Over the past two years, homeowners, buyers, seller, and renters all watched as housing costs across Canada skyrocketed. Home prices reached all-time highs with seemingly no end in sight, until the market began to cool down earlier this year with slower home-price growth and fewer sales nationally.
Now, all eyes remain on the market, with many wondering what will happen next and whether prices are headed to pre-pandemic levels. Questions also remain about what this trend means for the overall health of the market and people’s economic wellbeing.
To better understand the rapid reversal, we spoke to Jill Grant, a professor emeritus in Dal’s School of Planning and an expert on planning theory who researches housing and cities. She offered her take on the change in the market and the state of housing in Canada.
The housing market appears to be cooling down after record numbers of sales and high prices in the past two years. What’s driving this change?
One of the factors will be climbing interest rates. Those will increase the costs of borrowing, so those who might have been willing to take risks before to earn greater returns will perhaps think twice.
Another factor is the very tight housing market here in HRM. The rental market is tight, with low vacancy rates. This means that anyone trying to find accommodations is struggling. Those who may want to sell their homes find it hard to secure alternative housing (whether rental or purchase) – it’s too risky to sell then search, so many folks may think twice about listing their homes. This means the supply of houses or units for sale is low. Because there’s some fear that house prices will decline now (with the higher interest rates), some people may want to delay selling in the hope that things will climb up again. Those who are buying now may benefit from modest softening in the competition for houses.
Some are claiming this cool down is a market correction after the record prices during the pandemic. Do you believe the market truly is correcting to pre-pandemic levels? Or does this signify something more concerning in the market?
It seems unlikely that the market will return to pre-pandemic levels. Some experts have predicted the ‘bubble will burst’ since it burst in the US after the 2008 economic crisis, but that hasn’t happened in Canada. Instead, real estate has become an even more important part of the national economy. It has become a key mechanism for earning returns on investments. Pension funds and large management companies have bought up apartment buildings because with such low vacancy rates here they are excellent income producers. (Lower cost units are disappearing as owners want to upgrade units to improve their returns.)

========================================

TASK 1 =
The housing market piece names several groups who watched housing costs across Canada climb. List every group it names.
TASK 2 =
Return the part of the housing market piece between "Now, all eyes" and "housing in Canada.", inclusive, copied word for word.

========================================

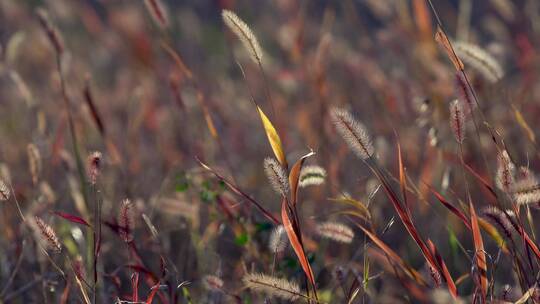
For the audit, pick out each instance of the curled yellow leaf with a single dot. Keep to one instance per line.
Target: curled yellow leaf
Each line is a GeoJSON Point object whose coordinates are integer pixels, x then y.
{"type": "Point", "coordinates": [273, 138]}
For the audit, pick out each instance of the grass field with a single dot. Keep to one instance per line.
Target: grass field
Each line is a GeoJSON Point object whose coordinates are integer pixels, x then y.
{"type": "Point", "coordinates": [232, 151]}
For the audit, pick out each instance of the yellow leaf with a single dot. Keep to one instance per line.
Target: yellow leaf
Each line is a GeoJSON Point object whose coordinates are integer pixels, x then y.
{"type": "Point", "coordinates": [273, 138]}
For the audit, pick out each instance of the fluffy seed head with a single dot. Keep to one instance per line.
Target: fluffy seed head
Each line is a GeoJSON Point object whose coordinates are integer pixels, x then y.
{"type": "Point", "coordinates": [158, 12]}
{"type": "Point", "coordinates": [278, 240]}
{"type": "Point", "coordinates": [212, 283]}
{"type": "Point", "coordinates": [353, 132]}
{"type": "Point", "coordinates": [272, 286]}
{"type": "Point", "coordinates": [336, 231]}
{"type": "Point", "coordinates": [505, 172]}
{"type": "Point", "coordinates": [47, 235]}
{"type": "Point", "coordinates": [480, 60]}
{"type": "Point", "coordinates": [276, 175]}
{"type": "Point", "coordinates": [501, 219]}
{"type": "Point", "coordinates": [312, 175]}
{"type": "Point", "coordinates": [4, 191]}
{"type": "Point", "coordinates": [526, 190]}
{"type": "Point", "coordinates": [34, 162]}
{"type": "Point", "coordinates": [465, 93]}
{"type": "Point", "coordinates": [126, 220]}
{"type": "Point", "coordinates": [457, 120]}
{"type": "Point", "coordinates": [94, 166]}
{"type": "Point", "coordinates": [52, 33]}
{"type": "Point", "coordinates": [244, 33]}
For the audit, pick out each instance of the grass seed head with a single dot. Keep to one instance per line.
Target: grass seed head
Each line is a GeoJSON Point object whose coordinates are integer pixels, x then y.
{"type": "Point", "coordinates": [336, 231]}
{"type": "Point", "coordinates": [276, 175]}
{"type": "Point", "coordinates": [272, 286]}
{"type": "Point", "coordinates": [47, 235]}
{"type": "Point", "coordinates": [244, 33]}
{"type": "Point", "coordinates": [353, 132]}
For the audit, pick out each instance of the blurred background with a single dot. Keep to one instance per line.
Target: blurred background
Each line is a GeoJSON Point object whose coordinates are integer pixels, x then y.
{"type": "Point", "coordinates": [154, 92]}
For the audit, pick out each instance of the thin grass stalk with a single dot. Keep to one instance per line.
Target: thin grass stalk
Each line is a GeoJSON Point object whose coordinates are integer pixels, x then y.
{"type": "Point", "coordinates": [470, 87]}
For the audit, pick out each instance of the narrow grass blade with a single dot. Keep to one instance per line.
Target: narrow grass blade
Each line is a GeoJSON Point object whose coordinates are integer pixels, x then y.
{"type": "Point", "coordinates": [294, 176]}
{"type": "Point", "coordinates": [295, 242]}
{"type": "Point", "coordinates": [480, 254]}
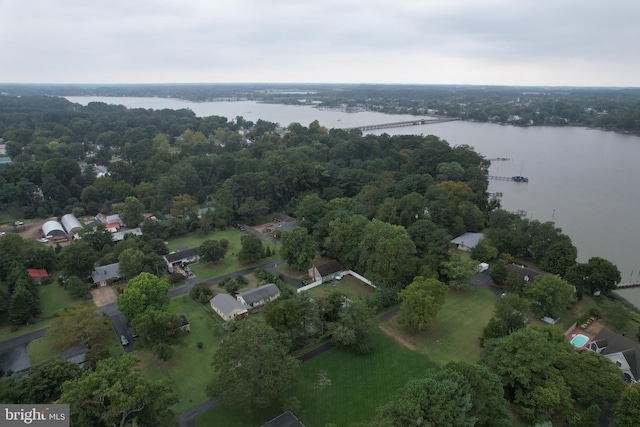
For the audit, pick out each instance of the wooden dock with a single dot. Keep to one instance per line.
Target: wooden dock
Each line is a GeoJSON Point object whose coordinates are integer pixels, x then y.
{"type": "Point", "coordinates": [516, 178]}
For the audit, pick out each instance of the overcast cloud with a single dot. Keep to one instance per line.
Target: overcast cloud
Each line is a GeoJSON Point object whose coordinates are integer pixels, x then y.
{"type": "Point", "coordinates": [498, 42]}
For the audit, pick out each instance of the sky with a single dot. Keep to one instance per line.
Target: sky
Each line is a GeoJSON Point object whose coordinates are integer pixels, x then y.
{"type": "Point", "coordinates": [480, 42]}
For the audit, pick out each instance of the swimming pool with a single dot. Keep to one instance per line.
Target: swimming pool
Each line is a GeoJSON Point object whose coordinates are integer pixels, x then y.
{"type": "Point", "coordinates": [579, 340]}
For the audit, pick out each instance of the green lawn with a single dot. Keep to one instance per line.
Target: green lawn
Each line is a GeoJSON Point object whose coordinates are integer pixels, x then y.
{"type": "Point", "coordinates": [338, 387]}
{"type": "Point", "coordinates": [460, 322]}
{"type": "Point", "coordinates": [349, 285]}
{"type": "Point", "coordinates": [45, 348]}
{"type": "Point", "coordinates": [189, 370]}
{"type": "Point", "coordinates": [194, 240]}
{"type": "Point", "coordinates": [227, 265]}
{"type": "Point", "coordinates": [52, 298]}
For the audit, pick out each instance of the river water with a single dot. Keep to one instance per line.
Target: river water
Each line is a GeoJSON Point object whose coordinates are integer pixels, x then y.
{"type": "Point", "coordinates": [586, 181]}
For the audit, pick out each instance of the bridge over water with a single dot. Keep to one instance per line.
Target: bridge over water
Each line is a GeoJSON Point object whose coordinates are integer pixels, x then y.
{"type": "Point", "coordinates": [418, 122]}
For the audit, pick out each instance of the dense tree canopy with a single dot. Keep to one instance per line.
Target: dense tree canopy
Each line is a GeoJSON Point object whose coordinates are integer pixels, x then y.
{"type": "Point", "coordinates": [43, 385]}
{"type": "Point", "coordinates": [420, 303]}
{"type": "Point", "coordinates": [259, 373]}
{"type": "Point", "coordinates": [297, 248]}
{"type": "Point", "coordinates": [115, 394]}
{"type": "Point", "coordinates": [142, 292]}
{"type": "Point", "coordinates": [159, 331]}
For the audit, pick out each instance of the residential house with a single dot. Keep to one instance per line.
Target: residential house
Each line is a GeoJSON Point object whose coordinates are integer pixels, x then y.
{"type": "Point", "coordinates": [326, 271]}
{"type": "Point", "coordinates": [228, 307]}
{"type": "Point", "coordinates": [119, 235]}
{"type": "Point", "coordinates": [185, 326]}
{"type": "Point", "coordinates": [101, 275]}
{"type": "Point", "coordinates": [286, 419]}
{"type": "Point", "coordinates": [259, 296]}
{"type": "Point", "coordinates": [182, 256]}
{"type": "Point", "coordinates": [38, 274]}
{"type": "Point", "coordinates": [620, 350]}
{"type": "Point", "coordinates": [467, 241]}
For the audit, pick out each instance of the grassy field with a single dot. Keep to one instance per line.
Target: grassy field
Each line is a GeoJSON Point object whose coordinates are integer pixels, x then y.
{"type": "Point", "coordinates": [46, 348]}
{"type": "Point", "coordinates": [338, 387]}
{"type": "Point", "coordinates": [52, 298]}
{"type": "Point", "coordinates": [349, 285]}
{"type": "Point", "coordinates": [189, 370]}
{"type": "Point", "coordinates": [227, 265]}
{"type": "Point", "coordinates": [460, 323]}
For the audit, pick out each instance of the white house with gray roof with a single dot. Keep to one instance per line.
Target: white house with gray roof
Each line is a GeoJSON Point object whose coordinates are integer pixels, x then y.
{"type": "Point", "coordinates": [259, 296]}
{"type": "Point", "coordinates": [227, 306]}
{"type": "Point", "coordinates": [467, 241]}
{"type": "Point", "coordinates": [620, 350]}
{"type": "Point", "coordinates": [102, 274]}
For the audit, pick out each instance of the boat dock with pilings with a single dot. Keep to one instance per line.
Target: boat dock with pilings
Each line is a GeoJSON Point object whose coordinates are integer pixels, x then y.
{"type": "Point", "coordinates": [517, 178]}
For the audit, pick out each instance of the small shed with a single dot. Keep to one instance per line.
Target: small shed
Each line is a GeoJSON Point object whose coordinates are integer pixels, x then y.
{"type": "Point", "coordinates": [38, 274]}
{"type": "Point", "coordinates": [53, 229]}
{"type": "Point", "coordinates": [71, 223]}
{"type": "Point", "coordinates": [527, 274]}
{"type": "Point", "coordinates": [185, 326]}
{"type": "Point", "coordinates": [102, 274]}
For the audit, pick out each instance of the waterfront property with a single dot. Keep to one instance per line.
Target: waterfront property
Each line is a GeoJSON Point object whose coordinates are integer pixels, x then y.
{"type": "Point", "coordinates": [620, 350]}
{"type": "Point", "coordinates": [467, 241]}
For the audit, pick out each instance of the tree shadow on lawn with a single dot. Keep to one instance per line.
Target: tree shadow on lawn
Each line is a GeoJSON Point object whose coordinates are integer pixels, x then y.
{"type": "Point", "coordinates": [460, 322]}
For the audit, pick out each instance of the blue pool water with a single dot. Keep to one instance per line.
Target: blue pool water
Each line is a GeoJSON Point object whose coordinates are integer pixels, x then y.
{"type": "Point", "coordinates": [579, 340]}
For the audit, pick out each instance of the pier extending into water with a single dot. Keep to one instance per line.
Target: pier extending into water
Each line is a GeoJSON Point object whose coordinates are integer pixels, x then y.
{"type": "Point", "coordinates": [417, 122]}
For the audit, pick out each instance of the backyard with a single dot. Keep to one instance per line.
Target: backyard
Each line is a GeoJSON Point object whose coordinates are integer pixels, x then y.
{"type": "Point", "coordinates": [349, 285]}
{"type": "Point", "coordinates": [459, 325]}
{"type": "Point", "coordinates": [338, 387]}
{"type": "Point", "coordinates": [53, 298]}
{"type": "Point", "coordinates": [189, 370]}
{"type": "Point", "coordinates": [228, 264]}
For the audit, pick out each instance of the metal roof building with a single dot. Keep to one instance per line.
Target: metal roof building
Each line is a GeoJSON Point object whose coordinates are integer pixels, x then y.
{"type": "Point", "coordinates": [53, 228]}
{"type": "Point", "coordinates": [71, 223]}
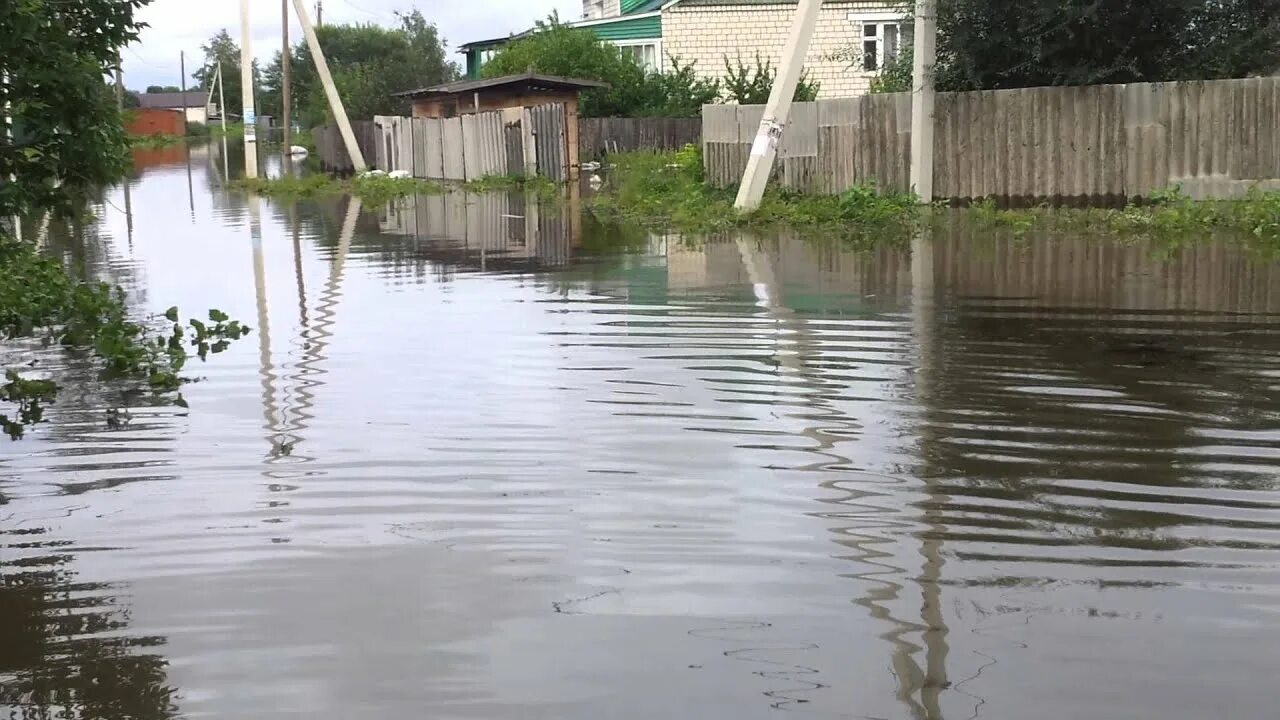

========================================

WRITTEN ANSWER 1 =
homeowners, buyers, seller, renters

WRITTEN ANSWER 2 =
Now, all eyes remain on the market, with many wondering what will happen next and whether prices are headed to pre-pandemic levels. Questions also remain about what this trend means for the overall health of the market and people’s economic wellbeing.
To better understand the rapid reversal, we spoke to Jill Grant, a professor emeritus in Dal’s School of Planning and an expert on planning theory who researches housing and cities. She offered her take on the change in the market and the state of housing in Canada.